Data extracted from a collection:
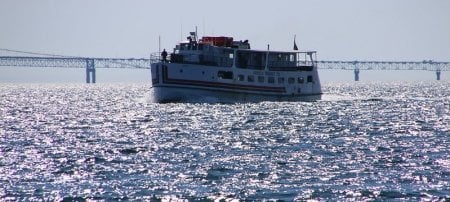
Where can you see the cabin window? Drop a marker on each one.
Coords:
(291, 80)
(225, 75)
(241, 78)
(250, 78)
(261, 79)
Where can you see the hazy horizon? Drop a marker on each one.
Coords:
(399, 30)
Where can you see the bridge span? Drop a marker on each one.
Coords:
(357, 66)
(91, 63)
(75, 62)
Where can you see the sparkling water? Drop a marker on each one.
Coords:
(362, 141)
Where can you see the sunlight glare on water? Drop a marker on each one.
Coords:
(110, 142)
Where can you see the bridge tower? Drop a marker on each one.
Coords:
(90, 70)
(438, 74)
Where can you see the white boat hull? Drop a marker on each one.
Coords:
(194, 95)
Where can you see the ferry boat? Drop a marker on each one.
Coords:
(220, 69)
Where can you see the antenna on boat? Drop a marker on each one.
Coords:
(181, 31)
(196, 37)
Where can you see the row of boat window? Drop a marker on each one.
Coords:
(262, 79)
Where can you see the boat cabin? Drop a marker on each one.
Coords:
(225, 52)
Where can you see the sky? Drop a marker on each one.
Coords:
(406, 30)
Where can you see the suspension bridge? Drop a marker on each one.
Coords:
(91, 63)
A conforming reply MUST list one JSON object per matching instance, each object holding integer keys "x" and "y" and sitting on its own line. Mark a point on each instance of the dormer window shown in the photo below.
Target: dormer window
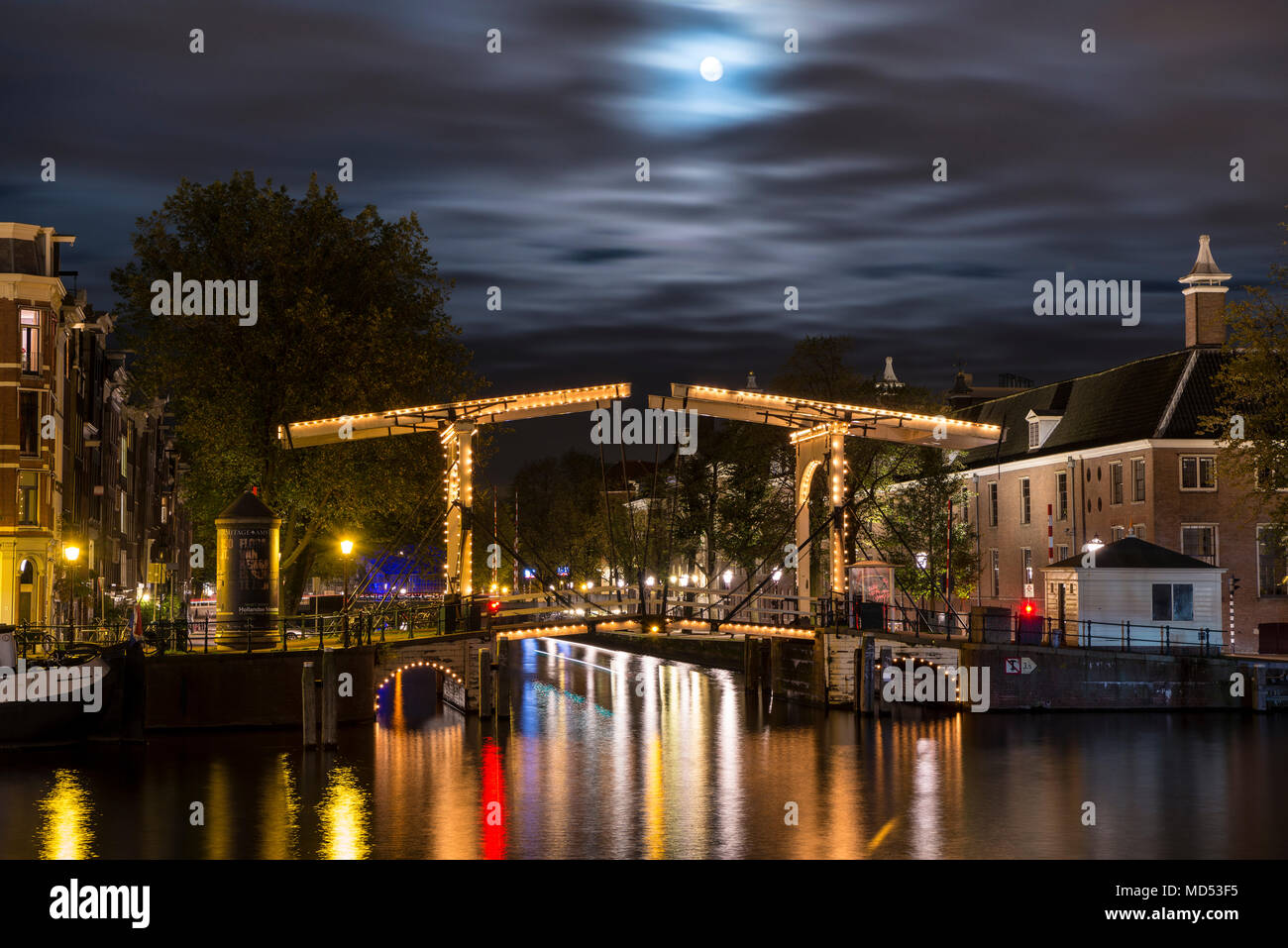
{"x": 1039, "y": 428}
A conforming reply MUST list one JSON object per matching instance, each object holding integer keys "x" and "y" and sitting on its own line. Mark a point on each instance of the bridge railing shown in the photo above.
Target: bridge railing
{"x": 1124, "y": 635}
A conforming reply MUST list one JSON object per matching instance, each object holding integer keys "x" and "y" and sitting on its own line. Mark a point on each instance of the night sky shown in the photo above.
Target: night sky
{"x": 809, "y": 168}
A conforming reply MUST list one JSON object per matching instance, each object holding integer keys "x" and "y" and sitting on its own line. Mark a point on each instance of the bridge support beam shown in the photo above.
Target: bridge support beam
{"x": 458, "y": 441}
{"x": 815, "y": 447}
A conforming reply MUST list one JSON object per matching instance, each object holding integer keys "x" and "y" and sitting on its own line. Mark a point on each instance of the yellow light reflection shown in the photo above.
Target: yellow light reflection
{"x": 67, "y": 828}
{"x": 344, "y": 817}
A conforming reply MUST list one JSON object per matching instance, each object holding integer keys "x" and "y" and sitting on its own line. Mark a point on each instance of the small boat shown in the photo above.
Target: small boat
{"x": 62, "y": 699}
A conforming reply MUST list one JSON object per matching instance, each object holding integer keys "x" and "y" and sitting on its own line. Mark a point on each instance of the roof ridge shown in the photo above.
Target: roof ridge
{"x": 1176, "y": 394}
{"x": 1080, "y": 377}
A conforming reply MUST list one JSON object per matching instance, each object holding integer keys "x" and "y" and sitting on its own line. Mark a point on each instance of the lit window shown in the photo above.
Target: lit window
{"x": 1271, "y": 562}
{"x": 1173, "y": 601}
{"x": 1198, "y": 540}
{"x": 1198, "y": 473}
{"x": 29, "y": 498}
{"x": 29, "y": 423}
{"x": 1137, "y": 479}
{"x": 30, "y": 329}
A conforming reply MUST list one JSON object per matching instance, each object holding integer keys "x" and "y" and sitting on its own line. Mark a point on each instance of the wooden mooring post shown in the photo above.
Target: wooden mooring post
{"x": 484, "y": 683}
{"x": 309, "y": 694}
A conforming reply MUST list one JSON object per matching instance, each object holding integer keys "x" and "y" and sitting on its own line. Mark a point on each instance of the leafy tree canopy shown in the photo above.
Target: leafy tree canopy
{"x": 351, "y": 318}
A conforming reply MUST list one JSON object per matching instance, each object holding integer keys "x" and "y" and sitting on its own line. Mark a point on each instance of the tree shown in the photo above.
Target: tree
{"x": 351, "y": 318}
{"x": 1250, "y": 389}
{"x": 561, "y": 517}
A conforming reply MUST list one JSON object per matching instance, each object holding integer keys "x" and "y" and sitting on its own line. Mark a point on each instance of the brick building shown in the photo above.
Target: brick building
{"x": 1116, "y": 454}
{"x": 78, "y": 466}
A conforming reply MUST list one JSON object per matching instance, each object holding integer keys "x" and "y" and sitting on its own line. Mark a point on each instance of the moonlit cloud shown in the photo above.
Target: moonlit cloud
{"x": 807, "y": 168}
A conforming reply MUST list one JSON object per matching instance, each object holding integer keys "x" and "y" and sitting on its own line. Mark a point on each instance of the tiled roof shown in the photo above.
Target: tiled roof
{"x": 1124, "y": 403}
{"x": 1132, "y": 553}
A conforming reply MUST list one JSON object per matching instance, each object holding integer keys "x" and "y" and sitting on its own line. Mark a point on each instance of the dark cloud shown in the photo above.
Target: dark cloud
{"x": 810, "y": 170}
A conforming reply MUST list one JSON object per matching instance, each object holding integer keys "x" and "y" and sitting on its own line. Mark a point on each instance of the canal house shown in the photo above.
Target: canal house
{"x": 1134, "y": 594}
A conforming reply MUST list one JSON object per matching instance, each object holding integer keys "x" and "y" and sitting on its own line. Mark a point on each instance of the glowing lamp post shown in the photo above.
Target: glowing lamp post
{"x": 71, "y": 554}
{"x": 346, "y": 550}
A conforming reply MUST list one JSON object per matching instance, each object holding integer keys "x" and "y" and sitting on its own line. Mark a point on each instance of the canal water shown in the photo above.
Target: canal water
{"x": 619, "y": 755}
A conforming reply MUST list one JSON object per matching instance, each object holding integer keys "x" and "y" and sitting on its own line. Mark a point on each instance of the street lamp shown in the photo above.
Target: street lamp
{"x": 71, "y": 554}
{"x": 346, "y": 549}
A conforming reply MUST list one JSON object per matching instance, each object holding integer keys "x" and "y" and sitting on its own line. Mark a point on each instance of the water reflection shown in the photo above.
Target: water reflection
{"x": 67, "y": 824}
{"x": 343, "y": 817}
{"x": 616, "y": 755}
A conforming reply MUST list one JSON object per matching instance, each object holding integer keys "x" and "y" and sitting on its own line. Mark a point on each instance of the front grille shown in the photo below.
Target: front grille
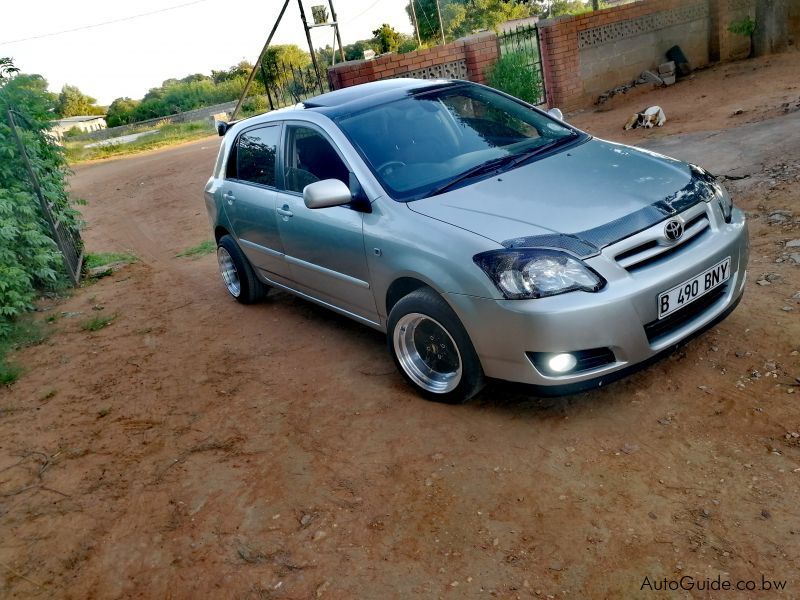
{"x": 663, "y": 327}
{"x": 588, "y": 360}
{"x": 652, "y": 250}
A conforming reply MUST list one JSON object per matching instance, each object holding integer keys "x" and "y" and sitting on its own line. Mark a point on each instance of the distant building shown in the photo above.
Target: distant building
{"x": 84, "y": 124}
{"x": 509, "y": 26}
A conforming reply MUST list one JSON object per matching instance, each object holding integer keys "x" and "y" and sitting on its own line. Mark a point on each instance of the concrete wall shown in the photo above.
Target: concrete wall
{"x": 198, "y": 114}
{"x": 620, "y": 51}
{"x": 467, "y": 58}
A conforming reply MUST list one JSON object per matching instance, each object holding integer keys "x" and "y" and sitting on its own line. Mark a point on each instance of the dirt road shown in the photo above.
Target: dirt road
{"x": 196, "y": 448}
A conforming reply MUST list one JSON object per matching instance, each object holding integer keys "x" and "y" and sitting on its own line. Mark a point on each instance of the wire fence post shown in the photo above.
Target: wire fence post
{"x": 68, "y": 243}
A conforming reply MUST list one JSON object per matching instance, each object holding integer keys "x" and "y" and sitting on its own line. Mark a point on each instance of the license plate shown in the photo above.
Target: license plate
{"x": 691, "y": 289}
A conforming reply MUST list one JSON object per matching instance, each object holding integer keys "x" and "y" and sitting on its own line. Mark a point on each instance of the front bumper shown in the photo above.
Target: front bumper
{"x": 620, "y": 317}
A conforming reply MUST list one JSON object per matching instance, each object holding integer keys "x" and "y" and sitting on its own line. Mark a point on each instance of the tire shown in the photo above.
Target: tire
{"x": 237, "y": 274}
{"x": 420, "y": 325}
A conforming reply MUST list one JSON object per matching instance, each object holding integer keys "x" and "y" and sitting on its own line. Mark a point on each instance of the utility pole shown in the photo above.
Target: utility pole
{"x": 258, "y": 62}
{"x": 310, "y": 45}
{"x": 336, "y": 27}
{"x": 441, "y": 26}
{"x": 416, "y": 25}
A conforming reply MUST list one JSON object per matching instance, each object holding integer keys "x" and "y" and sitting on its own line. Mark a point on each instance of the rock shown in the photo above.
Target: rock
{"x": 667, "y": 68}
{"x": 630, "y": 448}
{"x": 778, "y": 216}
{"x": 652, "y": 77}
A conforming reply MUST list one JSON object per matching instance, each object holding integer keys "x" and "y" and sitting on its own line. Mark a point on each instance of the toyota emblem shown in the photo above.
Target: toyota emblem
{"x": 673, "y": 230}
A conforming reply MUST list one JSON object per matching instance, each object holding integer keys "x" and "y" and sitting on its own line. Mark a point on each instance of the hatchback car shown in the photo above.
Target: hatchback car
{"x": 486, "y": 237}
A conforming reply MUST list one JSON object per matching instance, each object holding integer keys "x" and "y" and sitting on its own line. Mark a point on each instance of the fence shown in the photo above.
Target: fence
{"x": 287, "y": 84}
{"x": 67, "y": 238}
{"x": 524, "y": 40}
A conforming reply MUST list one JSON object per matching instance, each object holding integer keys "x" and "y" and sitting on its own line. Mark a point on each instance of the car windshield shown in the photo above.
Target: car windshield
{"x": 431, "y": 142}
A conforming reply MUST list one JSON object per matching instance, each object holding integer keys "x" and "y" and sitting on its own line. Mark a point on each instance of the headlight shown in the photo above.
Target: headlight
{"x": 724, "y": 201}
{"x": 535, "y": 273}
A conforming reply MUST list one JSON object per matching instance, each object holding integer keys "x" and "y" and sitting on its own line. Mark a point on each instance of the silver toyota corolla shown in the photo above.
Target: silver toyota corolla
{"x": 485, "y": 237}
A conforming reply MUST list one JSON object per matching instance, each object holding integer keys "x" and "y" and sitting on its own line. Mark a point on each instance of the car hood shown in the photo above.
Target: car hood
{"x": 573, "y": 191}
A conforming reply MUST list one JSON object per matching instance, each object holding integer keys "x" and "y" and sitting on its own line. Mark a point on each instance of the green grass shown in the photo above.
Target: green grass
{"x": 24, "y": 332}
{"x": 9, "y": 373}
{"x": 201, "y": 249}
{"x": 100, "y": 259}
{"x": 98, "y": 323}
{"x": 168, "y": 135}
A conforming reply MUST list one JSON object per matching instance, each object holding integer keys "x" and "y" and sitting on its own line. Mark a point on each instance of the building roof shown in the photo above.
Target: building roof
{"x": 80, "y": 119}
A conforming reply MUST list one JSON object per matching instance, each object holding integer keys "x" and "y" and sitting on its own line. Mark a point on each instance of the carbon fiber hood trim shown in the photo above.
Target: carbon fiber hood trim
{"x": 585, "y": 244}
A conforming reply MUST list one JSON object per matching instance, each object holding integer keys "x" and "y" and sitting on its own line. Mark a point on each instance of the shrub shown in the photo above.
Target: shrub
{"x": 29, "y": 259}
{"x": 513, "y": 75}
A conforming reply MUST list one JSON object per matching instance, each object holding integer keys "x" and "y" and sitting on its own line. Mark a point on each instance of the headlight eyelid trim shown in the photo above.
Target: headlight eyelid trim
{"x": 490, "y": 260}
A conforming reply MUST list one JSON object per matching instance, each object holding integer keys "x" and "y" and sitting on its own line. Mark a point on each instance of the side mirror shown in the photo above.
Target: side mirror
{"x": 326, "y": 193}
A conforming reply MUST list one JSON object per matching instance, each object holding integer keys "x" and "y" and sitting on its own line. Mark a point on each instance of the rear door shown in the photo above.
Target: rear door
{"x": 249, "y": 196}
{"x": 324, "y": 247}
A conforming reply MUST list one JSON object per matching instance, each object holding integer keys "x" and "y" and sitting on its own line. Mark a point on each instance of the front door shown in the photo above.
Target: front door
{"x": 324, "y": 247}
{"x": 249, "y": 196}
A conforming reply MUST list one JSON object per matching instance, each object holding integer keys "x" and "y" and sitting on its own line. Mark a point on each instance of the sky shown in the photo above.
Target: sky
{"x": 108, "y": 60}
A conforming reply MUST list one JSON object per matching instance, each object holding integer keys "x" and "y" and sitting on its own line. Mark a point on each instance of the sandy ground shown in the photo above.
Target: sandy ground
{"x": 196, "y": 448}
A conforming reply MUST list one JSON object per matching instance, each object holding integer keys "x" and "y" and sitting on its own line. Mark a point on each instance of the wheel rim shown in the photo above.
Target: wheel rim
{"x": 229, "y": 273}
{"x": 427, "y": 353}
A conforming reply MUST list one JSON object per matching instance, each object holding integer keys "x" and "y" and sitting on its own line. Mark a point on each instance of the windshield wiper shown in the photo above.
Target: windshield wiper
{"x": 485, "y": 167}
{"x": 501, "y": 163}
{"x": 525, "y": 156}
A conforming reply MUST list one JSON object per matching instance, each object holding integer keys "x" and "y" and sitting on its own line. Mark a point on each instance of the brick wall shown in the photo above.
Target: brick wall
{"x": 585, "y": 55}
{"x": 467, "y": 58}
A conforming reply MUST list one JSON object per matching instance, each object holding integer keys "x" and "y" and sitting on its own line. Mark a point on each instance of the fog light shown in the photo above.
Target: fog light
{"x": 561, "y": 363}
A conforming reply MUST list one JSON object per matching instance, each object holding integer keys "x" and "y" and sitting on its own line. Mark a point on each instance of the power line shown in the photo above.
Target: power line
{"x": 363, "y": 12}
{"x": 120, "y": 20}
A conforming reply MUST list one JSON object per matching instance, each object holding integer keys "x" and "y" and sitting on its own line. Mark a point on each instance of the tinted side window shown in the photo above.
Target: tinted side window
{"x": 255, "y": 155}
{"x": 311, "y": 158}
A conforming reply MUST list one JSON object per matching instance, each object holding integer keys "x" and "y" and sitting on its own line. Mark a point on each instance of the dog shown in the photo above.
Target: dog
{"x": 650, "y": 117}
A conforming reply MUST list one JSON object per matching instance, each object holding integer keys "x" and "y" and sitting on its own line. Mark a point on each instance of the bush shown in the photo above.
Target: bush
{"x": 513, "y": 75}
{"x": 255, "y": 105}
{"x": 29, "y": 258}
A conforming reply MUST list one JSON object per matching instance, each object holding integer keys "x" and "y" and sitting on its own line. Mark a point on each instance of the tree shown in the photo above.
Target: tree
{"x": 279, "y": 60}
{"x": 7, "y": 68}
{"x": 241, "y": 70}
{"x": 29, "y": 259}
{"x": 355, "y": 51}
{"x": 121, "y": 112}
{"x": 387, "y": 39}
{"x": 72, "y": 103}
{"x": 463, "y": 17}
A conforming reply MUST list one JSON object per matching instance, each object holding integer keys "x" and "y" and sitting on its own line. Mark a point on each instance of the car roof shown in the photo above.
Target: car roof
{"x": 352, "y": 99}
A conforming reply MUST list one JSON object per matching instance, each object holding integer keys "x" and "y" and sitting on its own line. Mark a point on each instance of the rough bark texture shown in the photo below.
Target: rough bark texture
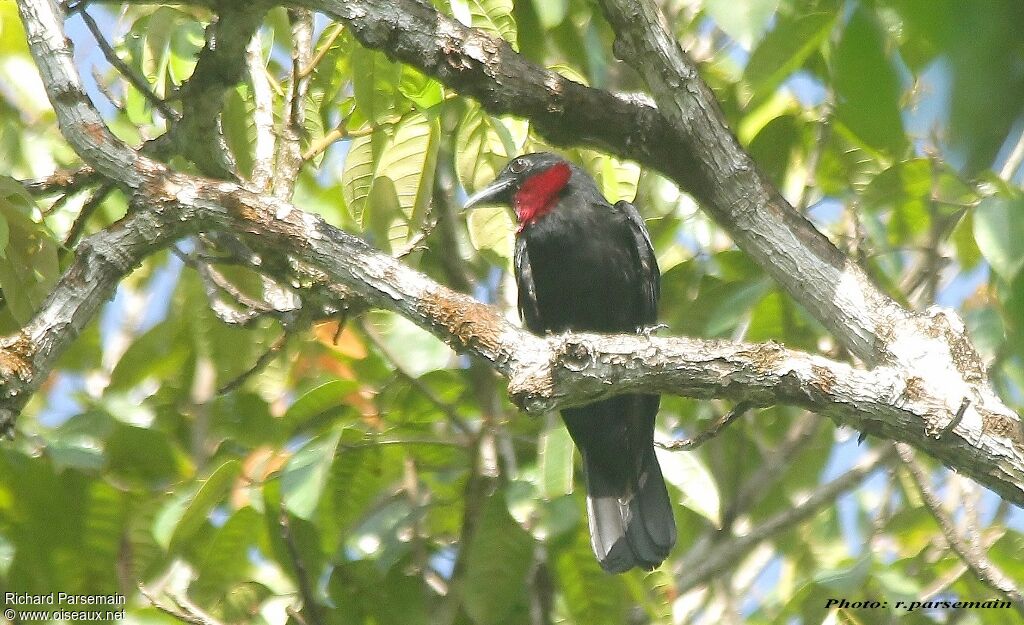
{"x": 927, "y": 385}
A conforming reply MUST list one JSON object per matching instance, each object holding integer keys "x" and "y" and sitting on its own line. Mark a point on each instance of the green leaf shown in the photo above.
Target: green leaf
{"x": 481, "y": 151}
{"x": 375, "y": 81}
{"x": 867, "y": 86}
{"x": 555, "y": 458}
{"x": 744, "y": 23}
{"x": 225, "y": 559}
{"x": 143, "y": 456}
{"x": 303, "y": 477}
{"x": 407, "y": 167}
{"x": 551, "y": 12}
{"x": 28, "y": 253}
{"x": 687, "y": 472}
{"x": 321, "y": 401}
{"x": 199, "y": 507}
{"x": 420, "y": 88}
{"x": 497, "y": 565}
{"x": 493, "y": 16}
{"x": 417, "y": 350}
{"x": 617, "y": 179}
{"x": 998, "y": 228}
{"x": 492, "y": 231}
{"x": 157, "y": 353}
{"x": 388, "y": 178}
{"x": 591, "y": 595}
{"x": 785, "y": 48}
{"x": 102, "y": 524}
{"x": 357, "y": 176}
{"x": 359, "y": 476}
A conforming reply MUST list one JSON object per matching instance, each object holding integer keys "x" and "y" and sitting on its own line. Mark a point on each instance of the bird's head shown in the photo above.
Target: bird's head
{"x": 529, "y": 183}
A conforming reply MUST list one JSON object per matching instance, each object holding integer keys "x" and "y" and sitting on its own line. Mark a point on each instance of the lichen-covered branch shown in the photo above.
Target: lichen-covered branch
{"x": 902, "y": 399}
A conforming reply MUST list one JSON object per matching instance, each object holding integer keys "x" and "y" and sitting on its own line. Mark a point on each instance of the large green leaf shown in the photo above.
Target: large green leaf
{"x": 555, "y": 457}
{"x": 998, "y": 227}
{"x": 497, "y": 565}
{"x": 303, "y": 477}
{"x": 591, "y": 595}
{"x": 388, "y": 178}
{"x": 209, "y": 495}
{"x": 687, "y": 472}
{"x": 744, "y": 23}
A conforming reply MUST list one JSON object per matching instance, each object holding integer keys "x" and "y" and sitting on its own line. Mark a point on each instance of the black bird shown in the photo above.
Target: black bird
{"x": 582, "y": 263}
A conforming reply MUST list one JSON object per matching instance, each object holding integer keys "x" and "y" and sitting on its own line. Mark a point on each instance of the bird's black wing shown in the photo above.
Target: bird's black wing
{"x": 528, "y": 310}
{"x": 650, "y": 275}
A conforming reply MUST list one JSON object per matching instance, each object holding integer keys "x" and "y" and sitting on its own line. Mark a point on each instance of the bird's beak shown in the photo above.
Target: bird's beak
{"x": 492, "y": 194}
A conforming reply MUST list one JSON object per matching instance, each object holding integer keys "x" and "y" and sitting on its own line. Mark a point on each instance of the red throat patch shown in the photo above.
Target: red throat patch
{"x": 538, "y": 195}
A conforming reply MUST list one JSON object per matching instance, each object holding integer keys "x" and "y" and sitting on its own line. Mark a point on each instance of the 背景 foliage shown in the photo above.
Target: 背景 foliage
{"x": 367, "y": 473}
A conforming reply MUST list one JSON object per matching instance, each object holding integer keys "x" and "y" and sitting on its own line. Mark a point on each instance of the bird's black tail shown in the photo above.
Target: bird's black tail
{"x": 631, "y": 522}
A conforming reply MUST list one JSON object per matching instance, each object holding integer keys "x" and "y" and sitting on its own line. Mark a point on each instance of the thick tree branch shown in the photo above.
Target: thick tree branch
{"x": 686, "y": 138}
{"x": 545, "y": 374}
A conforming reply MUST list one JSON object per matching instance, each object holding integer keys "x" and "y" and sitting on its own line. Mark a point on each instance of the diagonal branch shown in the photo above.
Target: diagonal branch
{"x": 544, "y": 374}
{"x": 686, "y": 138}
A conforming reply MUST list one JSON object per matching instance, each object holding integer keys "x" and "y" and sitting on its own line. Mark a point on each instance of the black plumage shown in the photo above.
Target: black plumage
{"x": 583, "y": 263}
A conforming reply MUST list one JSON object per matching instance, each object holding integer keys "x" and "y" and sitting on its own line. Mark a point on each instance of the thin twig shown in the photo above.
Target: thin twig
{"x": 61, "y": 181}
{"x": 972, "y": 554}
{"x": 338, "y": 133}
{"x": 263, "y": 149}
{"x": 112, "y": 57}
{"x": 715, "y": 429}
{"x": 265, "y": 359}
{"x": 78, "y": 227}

The task: Give only the lines from the one holding "line shown in the photo above." through the one holding "texture shown in the photo below.", each restated exactly as it appears above.

Solution for this exercise:
A conforming reply MUST list one JSON object per matching instance, each object holding integer keys "x" and "y" and sitting on its own line. Mark a point on each instance of the power line shown in the photo above.
Target: power line
{"x": 363, "y": 12}
{"x": 120, "y": 20}
A conforming reply MUST list one JSON object per matching instance, each object holding integer keys "x" and "y" and sitting on its own line. Mark a point on each instance of the tinted side window shown in the photo above.
Target: tinted side window
{"x": 255, "y": 155}
{"x": 311, "y": 158}
A conforming reply MUST list one JSON object per matching instance, each object holding integer keys "x" and "y" and sitting on its own line. Mark a point on each instance of the dog shown in the photo above.
Target: dog
{"x": 650, "y": 117}
A conforming reply MUST list one JSON object per matching instance, each object holding integer keys "x" and "y" and sitting on its own line. Mark a point on each instance of the bush shown in the photo above.
Target: bush
{"x": 513, "y": 75}
{"x": 255, "y": 105}
{"x": 29, "y": 258}
A conforming reply MUST list one JSON object per matching instance, each object holding integer keys "x" and "y" and sitting on its own line. Mark a point on each instance of the tree shown in the photo above.
Target: tree
{"x": 279, "y": 60}
{"x": 7, "y": 68}
{"x": 241, "y": 70}
{"x": 29, "y": 259}
{"x": 355, "y": 51}
{"x": 121, "y": 112}
{"x": 387, "y": 39}
{"x": 72, "y": 103}
{"x": 463, "y": 17}
A conforming reply MUST list one JSON object per matching instance, each object holding integer keys "x" and "y" and sitting on its own line. Mark a point on each instance of the car roof shown in the photo above.
Target: car roof
{"x": 352, "y": 99}
A conforming reply MUST list one JSON object per matching instance, each object holding integer keys "x" and "y" and sitting on its own line. Mark a point on each instance of the rough bark texture shown in the photo below.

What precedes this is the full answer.